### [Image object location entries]
======

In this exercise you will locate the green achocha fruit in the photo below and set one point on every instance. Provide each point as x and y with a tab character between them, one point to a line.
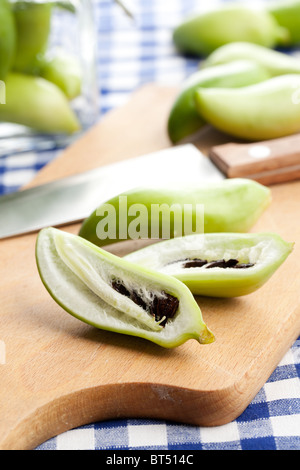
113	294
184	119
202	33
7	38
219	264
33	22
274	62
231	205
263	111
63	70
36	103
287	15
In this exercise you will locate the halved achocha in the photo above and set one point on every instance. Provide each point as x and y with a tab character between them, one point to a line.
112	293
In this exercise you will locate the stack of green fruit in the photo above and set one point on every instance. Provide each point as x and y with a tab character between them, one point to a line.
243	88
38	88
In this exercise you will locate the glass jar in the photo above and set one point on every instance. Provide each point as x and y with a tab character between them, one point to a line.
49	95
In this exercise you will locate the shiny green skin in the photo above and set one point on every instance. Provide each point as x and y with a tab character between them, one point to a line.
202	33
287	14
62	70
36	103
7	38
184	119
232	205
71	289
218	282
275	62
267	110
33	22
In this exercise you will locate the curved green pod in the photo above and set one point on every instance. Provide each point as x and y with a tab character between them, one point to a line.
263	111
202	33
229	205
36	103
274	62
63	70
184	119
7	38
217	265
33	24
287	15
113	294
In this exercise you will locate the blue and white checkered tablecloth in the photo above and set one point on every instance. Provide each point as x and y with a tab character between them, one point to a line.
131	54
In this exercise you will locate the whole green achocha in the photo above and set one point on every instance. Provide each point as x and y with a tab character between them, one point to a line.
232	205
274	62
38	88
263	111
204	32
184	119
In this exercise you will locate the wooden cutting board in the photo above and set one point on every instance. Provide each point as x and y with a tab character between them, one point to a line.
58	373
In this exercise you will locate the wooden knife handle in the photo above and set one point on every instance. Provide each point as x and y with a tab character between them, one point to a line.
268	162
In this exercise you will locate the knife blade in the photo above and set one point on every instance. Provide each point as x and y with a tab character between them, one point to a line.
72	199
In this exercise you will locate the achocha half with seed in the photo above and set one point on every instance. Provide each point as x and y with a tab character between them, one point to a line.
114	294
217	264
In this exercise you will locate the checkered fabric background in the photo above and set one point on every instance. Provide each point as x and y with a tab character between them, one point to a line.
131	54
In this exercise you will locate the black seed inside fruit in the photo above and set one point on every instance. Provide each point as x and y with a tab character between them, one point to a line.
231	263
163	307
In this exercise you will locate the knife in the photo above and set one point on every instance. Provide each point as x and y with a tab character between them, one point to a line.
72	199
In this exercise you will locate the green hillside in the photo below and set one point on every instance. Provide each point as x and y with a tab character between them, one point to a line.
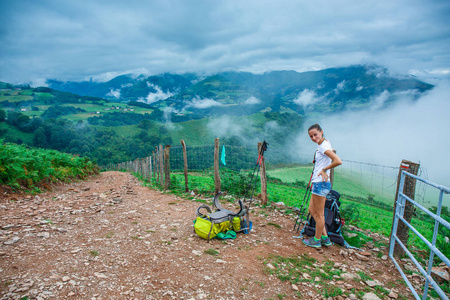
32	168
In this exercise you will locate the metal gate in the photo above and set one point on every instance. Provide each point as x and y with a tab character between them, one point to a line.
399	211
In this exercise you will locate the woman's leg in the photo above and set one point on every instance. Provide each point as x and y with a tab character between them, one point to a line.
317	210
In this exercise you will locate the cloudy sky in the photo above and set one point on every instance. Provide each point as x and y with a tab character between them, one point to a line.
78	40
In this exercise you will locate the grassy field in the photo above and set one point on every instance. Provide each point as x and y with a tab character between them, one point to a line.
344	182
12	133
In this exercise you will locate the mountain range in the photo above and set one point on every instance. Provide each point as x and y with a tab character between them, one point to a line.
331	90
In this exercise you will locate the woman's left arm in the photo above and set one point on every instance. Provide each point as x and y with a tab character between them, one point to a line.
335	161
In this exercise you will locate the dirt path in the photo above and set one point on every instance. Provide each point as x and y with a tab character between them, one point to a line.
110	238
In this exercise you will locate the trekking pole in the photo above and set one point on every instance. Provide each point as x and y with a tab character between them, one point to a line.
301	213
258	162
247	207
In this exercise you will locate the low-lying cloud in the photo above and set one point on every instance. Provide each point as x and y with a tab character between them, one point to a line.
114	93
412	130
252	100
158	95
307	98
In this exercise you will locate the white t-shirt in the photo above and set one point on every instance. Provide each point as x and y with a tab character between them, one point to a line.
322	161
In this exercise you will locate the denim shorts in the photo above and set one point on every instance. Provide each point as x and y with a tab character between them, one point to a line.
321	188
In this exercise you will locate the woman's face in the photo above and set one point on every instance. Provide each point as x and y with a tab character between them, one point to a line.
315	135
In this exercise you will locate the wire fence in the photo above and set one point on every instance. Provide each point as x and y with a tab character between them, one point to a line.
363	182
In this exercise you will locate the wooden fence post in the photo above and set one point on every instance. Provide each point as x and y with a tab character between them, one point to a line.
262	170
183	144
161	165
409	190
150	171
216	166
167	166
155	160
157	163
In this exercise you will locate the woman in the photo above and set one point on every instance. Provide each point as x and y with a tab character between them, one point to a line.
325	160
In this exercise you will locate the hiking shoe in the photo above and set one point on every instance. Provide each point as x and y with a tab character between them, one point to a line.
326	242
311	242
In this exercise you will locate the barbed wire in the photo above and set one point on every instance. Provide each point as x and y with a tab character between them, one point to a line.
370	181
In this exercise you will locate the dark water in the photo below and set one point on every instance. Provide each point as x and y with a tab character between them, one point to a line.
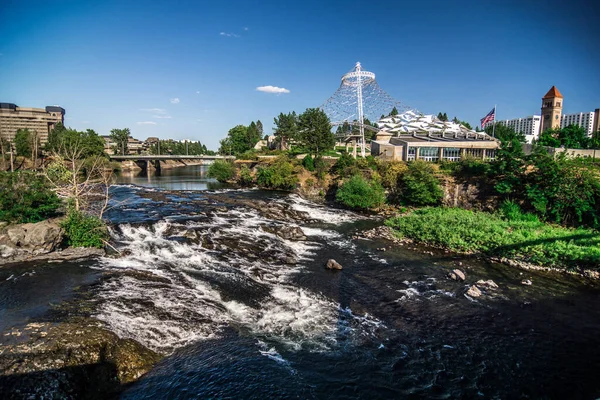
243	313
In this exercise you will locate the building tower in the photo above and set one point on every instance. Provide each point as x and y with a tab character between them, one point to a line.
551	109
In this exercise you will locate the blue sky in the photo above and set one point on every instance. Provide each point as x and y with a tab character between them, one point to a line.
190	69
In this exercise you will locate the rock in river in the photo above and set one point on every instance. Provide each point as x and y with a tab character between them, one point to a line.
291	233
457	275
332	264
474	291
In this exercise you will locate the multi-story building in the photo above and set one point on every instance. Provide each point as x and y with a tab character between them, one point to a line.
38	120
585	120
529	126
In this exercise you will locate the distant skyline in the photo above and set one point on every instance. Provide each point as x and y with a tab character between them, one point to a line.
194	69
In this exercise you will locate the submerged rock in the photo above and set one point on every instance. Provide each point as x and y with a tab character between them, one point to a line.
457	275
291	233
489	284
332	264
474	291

======

### [Stated task]
Rewrite all of the material above as a numbered list, skipping any blank lines and leaving out the pictures.

### [Solution]
1. In this exercise you will locate the green achocha fruit in the photo below and set one point on every instance. Provide each point as x and y with a tab character between them, one point to a line.
2. 113	294
3. 184	119
4. 202	33
5. 7	38
6. 219	264
7. 33	22
8. 274	62
9. 231	205
10. 263	111
11. 63	70
12. 36	103
13. 287	15
14. In this exercise you will locate the halved achocha in the photo above and set one point on every instance. Provide each point as x and y with a tab character between them, one point to a line.
15. 112	293
16. In this exercise you will locate the stack of green fruit in the photo above and set one point on every instance. Provide each point as x and y with a tab character between them, one point to a line.
17. 243	88
18. 38	88
19. In this exercise you will locate the glass jar in the photo above and set one point on every instance. Provide each point as x and y with a tab character between them, one point to a line.
20. 49	95
21. In this exercise you will locate the shiny green skin in the photo above and set one point on every instance. Provide each point as x and y with a tab character between them, one point to a line.
22. 202	33
23. 287	14
24. 62	70
25. 36	103
26. 7	38
27. 184	119
28. 232	205
29. 71	289
30. 218	282
31. 275	62
32. 267	110
33. 33	22
34. In this exercise you will locate the curved green pod in the photo above and set one point on every instance. Provide each point as x and y with a tab character between them, one point to a line.
35. 263	111
36. 202	33
37. 229	205
38. 36	103
39. 274	62
40. 63	70
41. 184	119
42. 7	38
43. 217	265
44. 33	24
45. 287	15
46. 113	294
47. In this exercise you will locate the blue and white checkered tablecloth in the photo above and set one point on every instance. Provide each point as x and y with a tab character between them, one point to a line.
48. 131	54
49. In this exercise you will locate the whole green achocha in the photo above and set one point on every instance. Provide each point as x and y with a tab character between them, one point to a line.
50. 232	205
51. 274	62
52. 38	88
53. 263	111
54. 204	32
55. 184	119
56. In this exercise you will locate the wooden cutting board in the photo above and set one point on every instance. Provide each point as x and y with a tab character between them, one point to a line.
57. 58	373
58. In this exercise you will locate the wooden knife handle in the photo above and set one point on every instance. Provide each point as x and y with a tab character between them, one point to a line.
59. 268	162
60. In this exercise you will locate the knife blade in the photo above and set one point on every instance. Provide each point as x and y with a tab character between them, one point to a line.
61. 72	199
62. In this exercise you will locate the achocha half with seed in the photo above and set one point on every instance. Provide each point as x and y with a tab character between them, one point to a line.
63. 114	294
64. 217	264
65. In this exercise you will locate the checkered fabric background in the photo above and set one point on every instance. Provide each point as x and y with a tab character between them, one point to a line.
66. 131	54
67. In this exercise you will locate the black seed inside fruit in the photo above and set one point on every instance. Provide each point as x and y with a tab character between them, one point to a line.
68. 231	263
69. 163	307
70. In this exercise you will locate the knife in the photo above and set one point on every instance. Provide each point as x and y with a tab character between them, one point to a line.
71. 72	199
72. In this exercise you will locate the green hillside in the photo below and set one point on every instance. Provide each point as x and y with a tab character between them, one point to a line.
73. 32	168
74. In this exercise you will locate the metal gate in the photo above and set one point on every instance. Provide each point as x and y with a tab character between them, one point to a line.
75. 399	211
76. In this exercise you will locate the woman's leg in the photo above and set one point on every instance. Provide each point as x and y with a tab character between them, one point to a line.
77. 317	210
78. In this exercise you will locate the cloudy sky in the photo above and set one point on every instance. Provide each point as x and y with a tab character between them, one point to a line.
79. 78	40
80. In this exercise you will locate the grassy field in the photo above and set one point on every instance. Provide each point as x and y with a tab character between them, one point to a line.
81. 344	182
82. 12	133
83. In this exercise you will locate the mountain range in the photo above and set one point on every instance. Provide each point as x and y with a tab character between them, one point to a line.
84. 331	90
85. In this exercise you will locate the woman's left arm in the photo above and set one point on every instance. Provide each point as x and y with a tab character between them, one point to a line.
86. 335	161
87. In this exercise you will locate the dirt path in the photo above and set one point on every instance. Provide each point as x and y with a tab character between them, one point to a line.
88. 110	238
89. In this exercise you will locate the trekking pole in the photo above and set one point on every instance. Provide each point as x and y with a tab character between them, one point to a line.
90. 301	213
91. 258	162
92. 247	207
93. In this exercise you will locate the low-lying cloud in the photo above and set one point on every instance. Provide each point as x and y with a tab character between them, one point to a line.
94. 114	93
95. 412	130
96. 252	100
97. 158	95
98. 307	98
99. In this exercise you will locate the white t-shirt in the photo above and set one point on every instance. Provide each point as x and y with a tab character between them, one point to a line.
100. 322	161
101. In this exercise you will locate the denim shorts in the photo above and set one point on every instance. Provide each point as x and y with a tab character between them, one point to a line.
102. 321	188
103. In this exercise you will locate the woman's face in the photo above and set one point on every instance. Provide each point as x and y with a tab character between them, one point to a line.
104. 315	135
105. In this exercise you will locate the wire fence in the photo above and set one point on every instance. Provide each point as x and y with a tab character between them, one point to a line.
106. 363	182
107. In this exercise you will locate the wooden fence post in the photo above and set one point on every instance. Provide each point as x and y with a tab character between them, one point to a line.
108. 262	170
109. 183	144
110. 161	165
111. 409	190
112. 150	171
113. 216	166
114. 167	166
115. 155	160
116. 157	163
117. In this exercise you will locate the woman in the photo above and set one point on every instance. Provide each point as x and y with a tab character between them, one point to a line.
118. 325	160
119. In this exercise you will locate the hiking shoe in the photo above and set one point on every instance. Provide each point as x and y with a tab character between them, one point to a line.
120. 326	242
121. 311	242
122. In this exercise you will locate the barbed wire in the photo above and set one point on every instance. Provide each point as x and y with a tab character between them, one point to a line.
123. 370	181
124. In this exercise you will locate the dark water in the photo below and set one point on every instance. Provide each point as x and y with a tab character between them, one point to a line.
125. 243	313
126. In this exercise you will locate the building tower in the photo above and set one point on every instance. Provide each point as x and y with a tab character between them, one point to a line.
127. 551	109
128. In this exercise you will locate the blue sky in the photo above and set one point on every instance. Provide each point as x and y with a tab character between them, one point to a line.
129. 190	69
130. In this exercise you will locate the rock in river in the photo above and set one point on every instance. Provide each point as x and y with a tab character between them, one point to a line.
131. 291	233
132. 457	275
133. 332	264
134. 474	291
135. In this exercise you will locate the multi-story building in the photo above and set one point on every instance. Provide each point as x and y with a tab character between them, one point to a line.
136. 38	120
137. 585	120
138. 529	126
139. In this exercise you will locate the distant skyline in the photo above and set one point on every instance. Provide each point as x and y with a tab character between them, one point to a line.
140. 194	69
141. In this exercise you will locate the submerged rock in the photo above and set one point on every instance. Provide each point as x and y with a tab character between them, one point to a line.
142. 457	275
143. 291	233
144. 489	284
145. 332	264
146. 474	291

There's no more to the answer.